TEXT BLOCK:
▶
And ultimately, an inclusive culture is a sign of good corporate citizenship.

Inclusion Literacy within your company

Developing an awareness of how unconscious bias impacts decision making can be helpful. Yet training your people in what this is will be unlikely to affect change on its own, but it can get everyone thinking. However, a training session can’t control the direction of those thoughts, nor should it aim to. In fact, organisations need to be aware unconscious bias training can put people on the defensive, especially if those trainings are mandatory.

The alternative is to add Inclusion Literacy to the competencies you want all your people to develop, from the leadership team to the most junior members. By making Inclusion Literacy part of the development process you signal the importance of collaborative behaviours. It is these behaviours which will create the inclusive culture eluding so many firms going solely down the unconscious bias route.
◀
PARTS OF THE EXERCISE:
[1] Rewrite the passage on inclusion literacy between "And ultimately, an" and "trainings are mandatory.", inclusive, putting "companies" in place of "organisations".
[2] Carry on the passage about inclusion literacy from its last sentence.
You can ignore the items that come after this text.

GIVEN DATA:
▶
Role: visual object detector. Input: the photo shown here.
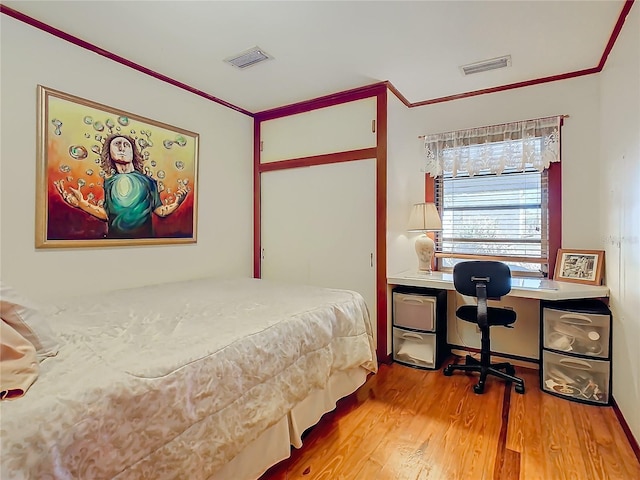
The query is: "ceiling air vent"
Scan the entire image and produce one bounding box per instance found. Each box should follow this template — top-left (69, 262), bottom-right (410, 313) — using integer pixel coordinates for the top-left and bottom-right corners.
top-left (460, 55), bottom-right (511, 75)
top-left (224, 47), bottom-right (273, 68)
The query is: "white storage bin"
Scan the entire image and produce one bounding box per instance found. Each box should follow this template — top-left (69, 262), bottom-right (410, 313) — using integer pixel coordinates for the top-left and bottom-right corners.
top-left (543, 308), bottom-right (609, 358)
top-left (393, 292), bottom-right (437, 332)
top-left (542, 350), bottom-right (611, 404)
top-left (393, 327), bottom-right (436, 368)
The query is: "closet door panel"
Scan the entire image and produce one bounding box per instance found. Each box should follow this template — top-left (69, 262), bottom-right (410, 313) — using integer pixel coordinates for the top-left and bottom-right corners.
top-left (261, 159), bottom-right (376, 324)
top-left (260, 167), bottom-right (311, 283)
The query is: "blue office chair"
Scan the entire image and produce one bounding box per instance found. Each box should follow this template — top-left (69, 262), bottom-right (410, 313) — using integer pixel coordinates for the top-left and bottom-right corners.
top-left (443, 261), bottom-right (524, 394)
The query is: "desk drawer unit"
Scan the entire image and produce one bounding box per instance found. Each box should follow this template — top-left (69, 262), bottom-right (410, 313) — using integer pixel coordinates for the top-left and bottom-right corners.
top-left (392, 287), bottom-right (449, 369)
top-left (393, 292), bottom-right (437, 332)
top-left (393, 327), bottom-right (436, 368)
top-left (540, 300), bottom-right (612, 405)
top-left (542, 350), bottom-right (611, 405)
top-left (543, 308), bottom-right (609, 358)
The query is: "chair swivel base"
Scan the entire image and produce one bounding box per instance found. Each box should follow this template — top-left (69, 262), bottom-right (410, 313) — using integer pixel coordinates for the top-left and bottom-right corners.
top-left (442, 355), bottom-right (524, 394)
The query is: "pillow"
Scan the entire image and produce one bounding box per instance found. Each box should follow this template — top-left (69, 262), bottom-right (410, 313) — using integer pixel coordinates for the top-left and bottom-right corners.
top-left (0, 282), bottom-right (59, 360)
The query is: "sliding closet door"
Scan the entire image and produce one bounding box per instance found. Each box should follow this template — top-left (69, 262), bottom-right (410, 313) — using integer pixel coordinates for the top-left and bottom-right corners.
top-left (260, 159), bottom-right (376, 325)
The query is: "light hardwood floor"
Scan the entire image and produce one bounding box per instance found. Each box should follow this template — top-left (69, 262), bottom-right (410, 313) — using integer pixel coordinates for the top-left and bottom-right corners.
top-left (261, 363), bottom-right (640, 480)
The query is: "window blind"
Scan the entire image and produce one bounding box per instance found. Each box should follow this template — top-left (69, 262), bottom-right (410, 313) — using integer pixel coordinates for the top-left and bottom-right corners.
top-left (435, 168), bottom-right (548, 275)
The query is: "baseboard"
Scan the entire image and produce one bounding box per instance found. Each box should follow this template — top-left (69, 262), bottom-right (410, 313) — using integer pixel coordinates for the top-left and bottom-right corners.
top-left (611, 395), bottom-right (640, 462)
top-left (449, 344), bottom-right (540, 370)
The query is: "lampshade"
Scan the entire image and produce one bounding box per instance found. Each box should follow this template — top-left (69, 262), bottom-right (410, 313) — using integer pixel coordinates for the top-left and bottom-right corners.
top-left (407, 203), bottom-right (442, 232)
top-left (407, 203), bottom-right (442, 273)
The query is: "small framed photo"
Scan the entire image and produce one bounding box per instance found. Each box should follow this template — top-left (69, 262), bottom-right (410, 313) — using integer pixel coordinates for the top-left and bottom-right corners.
top-left (553, 248), bottom-right (604, 285)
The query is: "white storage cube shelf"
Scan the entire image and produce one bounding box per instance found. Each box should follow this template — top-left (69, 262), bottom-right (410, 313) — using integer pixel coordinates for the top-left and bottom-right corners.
top-left (392, 288), bottom-right (448, 369)
top-left (393, 327), bottom-right (436, 368)
top-left (393, 292), bottom-right (437, 332)
top-left (542, 350), bottom-right (611, 405)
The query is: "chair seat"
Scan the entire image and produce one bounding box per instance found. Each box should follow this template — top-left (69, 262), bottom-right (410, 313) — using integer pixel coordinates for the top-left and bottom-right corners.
top-left (456, 305), bottom-right (516, 327)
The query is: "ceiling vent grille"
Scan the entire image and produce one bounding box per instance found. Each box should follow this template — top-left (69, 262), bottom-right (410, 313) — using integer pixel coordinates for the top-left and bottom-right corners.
top-left (224, 47), bottom-right (273, 68)
top-left (460, 55), bottom-right (511, 75)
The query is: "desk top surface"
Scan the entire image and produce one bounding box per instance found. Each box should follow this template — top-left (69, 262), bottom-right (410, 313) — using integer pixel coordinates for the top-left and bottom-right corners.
top-left (387, 270), bottom-right (609, 300)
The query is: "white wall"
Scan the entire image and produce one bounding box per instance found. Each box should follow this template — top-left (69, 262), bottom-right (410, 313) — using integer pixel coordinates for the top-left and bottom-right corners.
top-left (598, 5), bottom-right (640, 441)
top-left (0, 15), bottom-right (253, 300)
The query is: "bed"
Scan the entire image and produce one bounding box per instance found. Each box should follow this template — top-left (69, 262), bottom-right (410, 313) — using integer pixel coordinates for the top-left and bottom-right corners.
top-left (0, 278), bottom-right (377, 480)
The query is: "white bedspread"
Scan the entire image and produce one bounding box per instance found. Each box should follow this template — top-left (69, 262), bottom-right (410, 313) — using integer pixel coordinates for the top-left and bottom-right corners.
top-left (0, 279), bottom-right (377, 480)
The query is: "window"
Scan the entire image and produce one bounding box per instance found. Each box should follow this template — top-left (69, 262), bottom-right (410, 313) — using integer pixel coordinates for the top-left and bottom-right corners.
top-left (435, 169), bottom-right (549, 276)
top-left (424, 116), bottom-right (563, 276)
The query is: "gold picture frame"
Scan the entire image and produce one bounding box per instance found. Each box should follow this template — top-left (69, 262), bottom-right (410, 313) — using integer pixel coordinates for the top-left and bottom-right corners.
top-left (553, 248), bottom-right (604, 285)
top-left (35, 85), bottom-right (199, 248)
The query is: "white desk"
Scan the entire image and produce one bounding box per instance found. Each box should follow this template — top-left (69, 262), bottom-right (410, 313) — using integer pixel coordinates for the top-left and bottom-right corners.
top-left (387, 270), bottom-right (609, 300)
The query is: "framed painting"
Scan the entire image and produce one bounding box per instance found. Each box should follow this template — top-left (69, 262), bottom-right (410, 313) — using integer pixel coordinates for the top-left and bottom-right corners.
top-left (553, 248), bottom-right (604, 285)
top-left (36, 85), bottom-right (199, 248)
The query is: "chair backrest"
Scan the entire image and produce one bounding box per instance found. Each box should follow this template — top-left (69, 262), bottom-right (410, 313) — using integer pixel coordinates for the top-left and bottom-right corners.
top-left (453, 260), bottom-right (511, 298)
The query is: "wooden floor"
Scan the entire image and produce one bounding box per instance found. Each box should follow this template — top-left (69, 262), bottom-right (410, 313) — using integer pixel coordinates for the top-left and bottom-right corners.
top-left (260, 363), bottom-right (640, 480)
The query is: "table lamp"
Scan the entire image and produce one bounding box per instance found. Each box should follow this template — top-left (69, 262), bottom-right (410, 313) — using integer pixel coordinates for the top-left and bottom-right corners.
top-left (407, 203), bottom-right (442, 273)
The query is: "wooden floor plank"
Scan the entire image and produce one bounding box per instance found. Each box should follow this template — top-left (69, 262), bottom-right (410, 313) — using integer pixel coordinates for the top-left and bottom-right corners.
top-left (261, 363), bottom-right (640, 480)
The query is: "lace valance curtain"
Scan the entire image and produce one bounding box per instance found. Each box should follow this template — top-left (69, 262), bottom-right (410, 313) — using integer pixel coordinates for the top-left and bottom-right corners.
top-left (423, 116), bottom-right (562, 177)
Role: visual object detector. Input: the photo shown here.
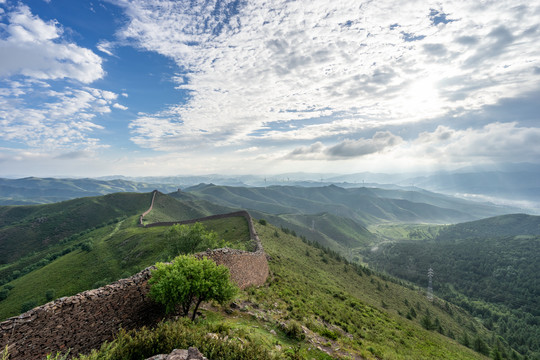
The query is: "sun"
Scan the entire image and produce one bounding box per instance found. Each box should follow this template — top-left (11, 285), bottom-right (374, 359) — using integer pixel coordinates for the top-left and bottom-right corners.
top-left (401, 77), bottom-right (444, 118)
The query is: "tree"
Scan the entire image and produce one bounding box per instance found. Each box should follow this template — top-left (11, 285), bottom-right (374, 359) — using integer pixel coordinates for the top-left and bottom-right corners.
top-left (148, 255), bottom-right (236, 320)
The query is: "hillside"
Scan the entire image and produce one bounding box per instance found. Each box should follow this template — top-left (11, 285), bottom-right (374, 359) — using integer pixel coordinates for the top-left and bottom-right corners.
top-left (0, 216), bottom-right (250, 320)
top-left (5, 224), bottom-right (497, 360)
top-left (185, 184), bottom-right (516, 226)
top-left (0, 192), bottom-right (532, 359)
top-left (0, 177), bottom-right (177, 205)
top-left (364, 214), bottom-right (540, 359)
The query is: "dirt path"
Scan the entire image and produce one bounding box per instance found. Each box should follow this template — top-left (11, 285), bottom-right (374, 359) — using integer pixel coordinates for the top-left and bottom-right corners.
top-left (139, 190), bottom-right (157, 225)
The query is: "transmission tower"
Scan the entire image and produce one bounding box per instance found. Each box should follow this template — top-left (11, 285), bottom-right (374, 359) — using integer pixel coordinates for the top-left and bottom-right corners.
top-left (427, 268), bottom-right (434, 301)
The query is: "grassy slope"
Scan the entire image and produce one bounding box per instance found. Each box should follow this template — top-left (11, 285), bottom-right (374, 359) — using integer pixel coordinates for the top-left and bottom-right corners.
top-left (186, 185), bottom-right (510, 225)
top-left (253, 225), bottom-right (490, 359)
top-left (71, 224), bottom-right (487, 360)
top-left (0, 193), bottom-right (151, 263)
top-left (0, 212), bottom-right (249, 319)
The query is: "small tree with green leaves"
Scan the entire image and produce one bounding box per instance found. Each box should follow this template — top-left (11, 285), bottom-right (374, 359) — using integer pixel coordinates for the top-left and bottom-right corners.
top-left (148, 255), bottom-right (236, 320)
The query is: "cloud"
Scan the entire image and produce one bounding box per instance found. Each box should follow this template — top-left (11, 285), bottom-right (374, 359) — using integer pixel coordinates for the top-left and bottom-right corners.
top-left (285, 131), bottom-right (403, 160)
top-left (113, 103), bottom-right (128, 110)
top-left (0, 87), bottom-right (115, 150)
top-left (112, 0), bottom-right (540, 150)
top-left (0, 5), bottom-right (105, 83)
top-left (96, 40), bottom-right (115, 56)
top-left (0, 5), bottom-right (122, 154)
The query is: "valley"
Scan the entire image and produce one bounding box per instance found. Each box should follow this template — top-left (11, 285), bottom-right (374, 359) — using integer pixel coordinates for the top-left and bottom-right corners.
top-left (0, 185), bottom-right (540, 359)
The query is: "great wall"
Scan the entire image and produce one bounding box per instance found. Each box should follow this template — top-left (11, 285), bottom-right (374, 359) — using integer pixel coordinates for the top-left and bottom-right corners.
top-left (0, 191), bottom-right (268, 360)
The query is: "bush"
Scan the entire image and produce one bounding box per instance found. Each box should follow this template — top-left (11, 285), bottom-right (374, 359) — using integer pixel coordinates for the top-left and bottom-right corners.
top-left (283, 320), bottom-right (306, 341)
top-left (0, 288), bottom-right (9, 301)
top-left (81, 241), bottom-right (94, 252)
top-left (165, 223), bottom-right (226, 255)
top-left (45, 289), bottom-right (56, 301)
top-left (148, 255), bottom-right (236, 320)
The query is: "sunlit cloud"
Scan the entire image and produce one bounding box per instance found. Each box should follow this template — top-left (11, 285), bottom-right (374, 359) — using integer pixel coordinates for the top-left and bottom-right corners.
top-left (0, 5), bottom-right (105, 83)
top-left (113, 0), bottom-right (540, 150)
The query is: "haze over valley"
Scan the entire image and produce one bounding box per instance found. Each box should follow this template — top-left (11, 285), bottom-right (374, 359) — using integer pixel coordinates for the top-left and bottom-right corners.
top-left (0, 0), bottom-right (540, 360)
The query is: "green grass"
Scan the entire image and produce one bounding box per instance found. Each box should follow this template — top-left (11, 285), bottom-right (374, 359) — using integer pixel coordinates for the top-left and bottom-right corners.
top-left (53, 224), bottom-right (487, 360)
top-left (0, 216), bottom-right (253, 319)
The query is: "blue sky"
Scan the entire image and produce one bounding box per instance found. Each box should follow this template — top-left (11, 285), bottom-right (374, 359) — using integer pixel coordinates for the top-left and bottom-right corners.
top-left (0, 0), bottom-right (540, 176)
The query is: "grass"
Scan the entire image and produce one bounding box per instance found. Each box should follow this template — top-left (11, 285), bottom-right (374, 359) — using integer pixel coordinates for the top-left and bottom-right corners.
top-left (0, 216), bottom-right (253, 320)
top-left (45, 224), bottom-right (494, 360)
◀
ANSWERS FOR THE TASKS:
[1]
And ultimately, an inclusive culture is a sign of good corporate citizenship.

Inclusion Literacy within your company

Developing an awareness of how unconscious bias impacts decision making can be helpful. Yet training your people in what this is will be unlikely to affect change on its own, but it can get everyone thinking. However, a training session can’t control the direction of those thoughts, nor should it aim to. In fact, companies need to be aware unconscious bias training can put people on the defensive, especially if those trainings are mandatory.

[2]
Inclusion Literacy can be evaluated throughout the year, in the performance review process and especially when choosing candidates for a role. The people you bring into your organisation have as much impact on the internal culture as the people you already have.

Cultural Intelligence outside of your company

Emotional Intelligence is grounded of the context of our social upbringing and cultures, and we assess the world around us through that context. Cultural Intelligence (CI) is a skill which moves us one step on from Emotional Intelligence. CI is about taking that awareness to the next stage to understand why people from different places do things differently to us and how our assumptions could derail projects.

Cultural Intelligence isn’t a skill that relates only to recruitment or staff retention, either. An organisation will have myriad external touchpoints which might be influenced for the better – or worse – by how deftly or not CI is deployed.

If one imagines a scenario in which your company might be looking to raise capital through investment, it’s easy to see how the global nature of business might put you around a table with potential investors from very culturally diverse backgrounds and how your ability to use CI effectively could be the difference between closing a deal and losing it.

That’s why we work with organisations through workshops and individual coaching to develop CI as well as helping them to understand the potential negative impact of not having it.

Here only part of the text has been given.